» GIVEN EXERCISE
Please turn the part of the items below that opens with the line containing "Exercise. Spot the blue sky" and closes with the line containing "Exercise. Spot the deep" into a numbered list with no blank lines. Include both of those lines and nothing outside that part.

» MATERIAL SHOWN
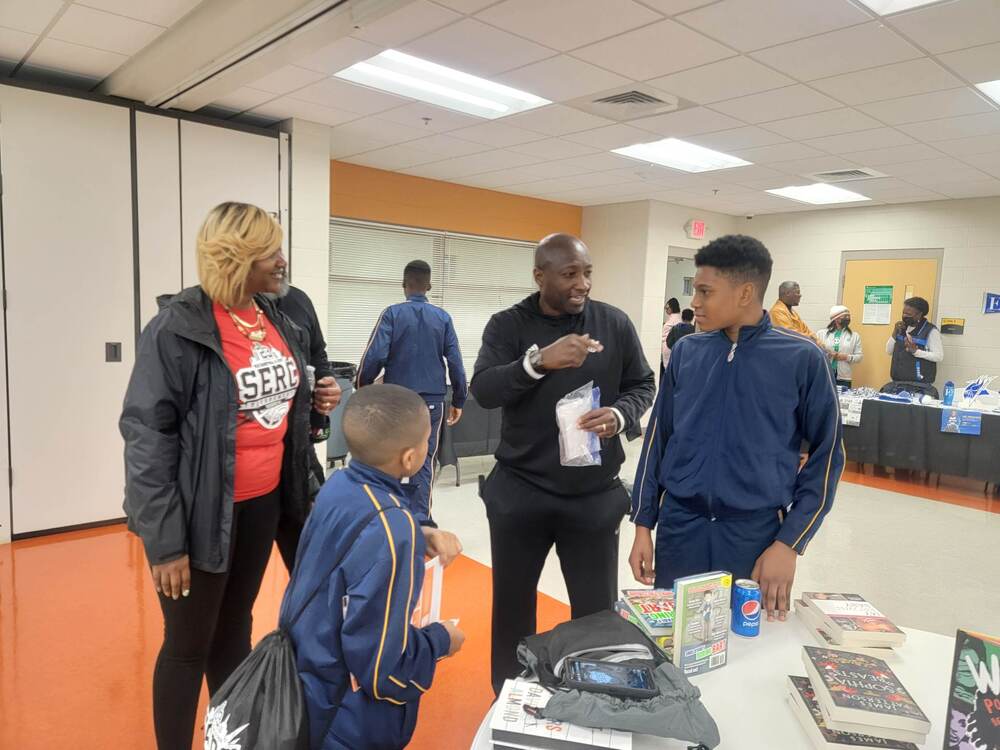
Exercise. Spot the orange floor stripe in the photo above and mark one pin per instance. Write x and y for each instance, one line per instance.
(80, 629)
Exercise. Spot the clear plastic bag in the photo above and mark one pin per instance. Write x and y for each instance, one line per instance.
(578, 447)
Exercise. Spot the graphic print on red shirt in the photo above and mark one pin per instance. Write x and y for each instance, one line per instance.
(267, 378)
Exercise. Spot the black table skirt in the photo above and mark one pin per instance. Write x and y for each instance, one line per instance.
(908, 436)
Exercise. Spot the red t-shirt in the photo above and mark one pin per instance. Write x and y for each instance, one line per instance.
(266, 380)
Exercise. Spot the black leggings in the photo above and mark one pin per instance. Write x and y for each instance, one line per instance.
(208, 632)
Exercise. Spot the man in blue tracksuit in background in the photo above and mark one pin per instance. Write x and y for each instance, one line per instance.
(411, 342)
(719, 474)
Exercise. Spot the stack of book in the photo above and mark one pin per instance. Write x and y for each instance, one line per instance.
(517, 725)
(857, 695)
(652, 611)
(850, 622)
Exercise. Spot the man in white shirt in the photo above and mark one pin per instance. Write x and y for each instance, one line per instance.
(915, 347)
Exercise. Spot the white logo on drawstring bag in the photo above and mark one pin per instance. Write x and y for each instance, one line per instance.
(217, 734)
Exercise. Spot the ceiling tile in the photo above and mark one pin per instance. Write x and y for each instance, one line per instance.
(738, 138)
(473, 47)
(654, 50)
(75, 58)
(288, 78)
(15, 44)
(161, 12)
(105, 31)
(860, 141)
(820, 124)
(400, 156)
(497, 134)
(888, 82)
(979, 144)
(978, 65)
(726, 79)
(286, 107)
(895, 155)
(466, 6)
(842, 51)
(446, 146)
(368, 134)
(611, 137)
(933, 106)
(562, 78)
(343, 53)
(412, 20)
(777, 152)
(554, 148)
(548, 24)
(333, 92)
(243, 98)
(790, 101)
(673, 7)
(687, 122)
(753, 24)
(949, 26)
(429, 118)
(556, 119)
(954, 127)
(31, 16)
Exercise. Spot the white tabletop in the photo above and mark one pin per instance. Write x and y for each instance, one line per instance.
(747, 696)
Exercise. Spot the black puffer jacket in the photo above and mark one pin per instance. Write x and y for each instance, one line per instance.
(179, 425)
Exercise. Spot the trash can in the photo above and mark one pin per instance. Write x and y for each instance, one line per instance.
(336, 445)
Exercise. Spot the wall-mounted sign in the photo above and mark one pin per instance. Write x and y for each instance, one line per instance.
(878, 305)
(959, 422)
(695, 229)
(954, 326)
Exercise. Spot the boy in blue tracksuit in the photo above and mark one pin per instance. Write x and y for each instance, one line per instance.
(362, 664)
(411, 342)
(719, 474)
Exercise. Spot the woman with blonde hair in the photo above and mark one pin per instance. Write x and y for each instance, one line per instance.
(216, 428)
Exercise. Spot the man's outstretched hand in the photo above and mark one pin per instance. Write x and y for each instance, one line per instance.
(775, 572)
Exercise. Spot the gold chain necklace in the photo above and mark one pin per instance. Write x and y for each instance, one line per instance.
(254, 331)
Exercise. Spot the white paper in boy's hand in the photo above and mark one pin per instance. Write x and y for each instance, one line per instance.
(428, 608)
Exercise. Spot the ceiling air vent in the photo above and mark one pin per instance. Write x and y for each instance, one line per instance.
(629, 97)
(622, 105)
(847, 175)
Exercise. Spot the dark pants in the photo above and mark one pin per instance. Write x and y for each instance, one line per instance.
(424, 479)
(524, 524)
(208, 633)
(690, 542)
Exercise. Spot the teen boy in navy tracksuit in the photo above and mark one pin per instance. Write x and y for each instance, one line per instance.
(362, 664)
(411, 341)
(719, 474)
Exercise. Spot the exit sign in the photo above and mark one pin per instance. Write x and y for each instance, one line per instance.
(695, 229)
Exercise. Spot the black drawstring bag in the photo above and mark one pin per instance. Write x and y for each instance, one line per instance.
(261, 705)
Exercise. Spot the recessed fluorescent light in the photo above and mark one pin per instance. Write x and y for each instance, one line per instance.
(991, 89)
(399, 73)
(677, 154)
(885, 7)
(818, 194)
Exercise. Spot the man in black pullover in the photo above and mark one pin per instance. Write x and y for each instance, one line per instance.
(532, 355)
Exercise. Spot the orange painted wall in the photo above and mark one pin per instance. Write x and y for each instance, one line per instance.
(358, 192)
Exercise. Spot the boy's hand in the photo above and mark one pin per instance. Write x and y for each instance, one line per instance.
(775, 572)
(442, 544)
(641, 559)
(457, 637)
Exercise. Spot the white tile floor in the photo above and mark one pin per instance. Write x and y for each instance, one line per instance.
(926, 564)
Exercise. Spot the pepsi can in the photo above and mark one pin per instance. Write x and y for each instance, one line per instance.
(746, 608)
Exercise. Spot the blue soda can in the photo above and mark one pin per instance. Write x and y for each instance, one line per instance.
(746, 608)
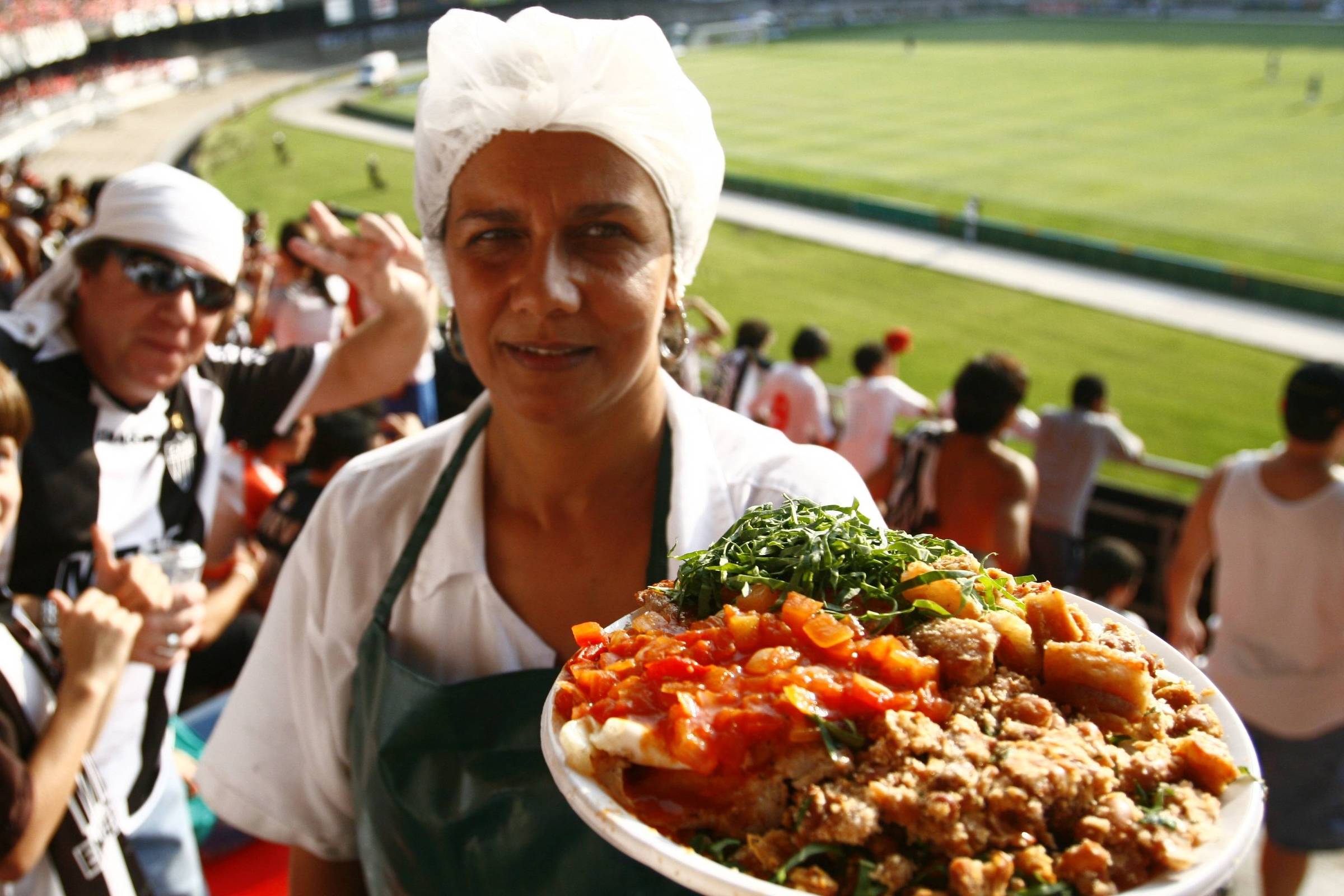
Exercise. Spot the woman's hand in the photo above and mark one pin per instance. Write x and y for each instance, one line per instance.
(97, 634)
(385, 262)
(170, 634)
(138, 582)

---

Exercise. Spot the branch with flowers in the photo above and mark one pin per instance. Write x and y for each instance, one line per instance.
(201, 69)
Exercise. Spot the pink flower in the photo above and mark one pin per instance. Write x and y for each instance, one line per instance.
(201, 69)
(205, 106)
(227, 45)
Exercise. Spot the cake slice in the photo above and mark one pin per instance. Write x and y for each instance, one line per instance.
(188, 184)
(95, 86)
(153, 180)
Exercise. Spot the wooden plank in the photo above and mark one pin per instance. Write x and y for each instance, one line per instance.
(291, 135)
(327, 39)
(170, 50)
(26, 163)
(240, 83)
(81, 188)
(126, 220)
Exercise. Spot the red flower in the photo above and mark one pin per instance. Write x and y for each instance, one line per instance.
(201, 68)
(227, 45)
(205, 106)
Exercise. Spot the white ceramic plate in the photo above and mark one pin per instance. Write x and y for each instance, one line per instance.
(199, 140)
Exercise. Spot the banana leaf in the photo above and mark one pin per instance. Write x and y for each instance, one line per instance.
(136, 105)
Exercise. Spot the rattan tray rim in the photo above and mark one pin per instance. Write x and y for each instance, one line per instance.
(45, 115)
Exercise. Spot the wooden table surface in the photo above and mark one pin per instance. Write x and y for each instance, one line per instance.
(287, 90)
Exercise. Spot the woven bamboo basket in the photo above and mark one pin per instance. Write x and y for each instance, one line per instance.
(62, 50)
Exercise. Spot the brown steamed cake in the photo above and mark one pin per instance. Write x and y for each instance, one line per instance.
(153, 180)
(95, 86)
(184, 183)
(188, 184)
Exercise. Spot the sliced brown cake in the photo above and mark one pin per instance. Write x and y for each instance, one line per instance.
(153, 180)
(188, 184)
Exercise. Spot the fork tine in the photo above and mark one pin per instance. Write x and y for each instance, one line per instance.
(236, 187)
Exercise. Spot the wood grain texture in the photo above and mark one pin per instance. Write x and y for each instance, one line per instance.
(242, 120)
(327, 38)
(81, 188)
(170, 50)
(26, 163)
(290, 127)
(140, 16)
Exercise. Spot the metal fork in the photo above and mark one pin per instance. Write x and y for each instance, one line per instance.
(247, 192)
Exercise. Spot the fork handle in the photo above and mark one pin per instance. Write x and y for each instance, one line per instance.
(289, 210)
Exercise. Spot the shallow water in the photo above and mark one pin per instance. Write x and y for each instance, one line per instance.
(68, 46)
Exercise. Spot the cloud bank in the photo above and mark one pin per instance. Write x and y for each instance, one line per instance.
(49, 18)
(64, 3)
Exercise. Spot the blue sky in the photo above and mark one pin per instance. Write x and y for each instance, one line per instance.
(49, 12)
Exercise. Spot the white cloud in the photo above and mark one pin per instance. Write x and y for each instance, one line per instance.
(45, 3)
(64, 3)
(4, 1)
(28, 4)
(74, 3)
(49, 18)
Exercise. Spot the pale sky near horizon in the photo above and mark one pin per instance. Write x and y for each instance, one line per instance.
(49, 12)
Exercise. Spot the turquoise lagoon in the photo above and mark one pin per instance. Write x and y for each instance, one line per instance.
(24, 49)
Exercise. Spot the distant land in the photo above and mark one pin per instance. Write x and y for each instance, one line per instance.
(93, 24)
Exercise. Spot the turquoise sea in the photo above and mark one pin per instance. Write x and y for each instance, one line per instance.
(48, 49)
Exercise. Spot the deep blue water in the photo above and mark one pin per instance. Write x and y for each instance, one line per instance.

» COMPLETED EXERCISE
1. Exercise. Spot the blue sky in the photo above and mark one pin per instance. Write x and y for each instance, one line per instance.
2. (49, 12)
3. Exercise. Spot the white cloud in the photo above and mark one pin per instance. Write x and y for each instance, one line per instance.
4. (45, 3)
5. (64, 3)
6. (4, 1)
7. (28, 4)
8. (74, 3)
9. (49, 18)
10. Exercise. Spot the pale sky near horizon in the photo above and mark one pin per instance. Write x and y for each instance, one line per instance.
11. (49, 12)
12. Exercise. Spot the turquoise lagoon in the photo above and mark one pin per instance. Write x and y for each instance, one line per instance.
13. (24, 49)
14. Exercise. Spot the distant land in the photo above and mark one pin per instance. Write x and y for each instance, one line per instance.
15. (93, 24)
16. Exercise. Spot the turquoise sea in the photo above and mark one pin per instance. Write x and y for each instance, one line per instance.
17. (48, 49)
18. Exercise. Spot the deep blue water in the photo above and mark one pin per instance. Write x and y for each instance, one line per instance.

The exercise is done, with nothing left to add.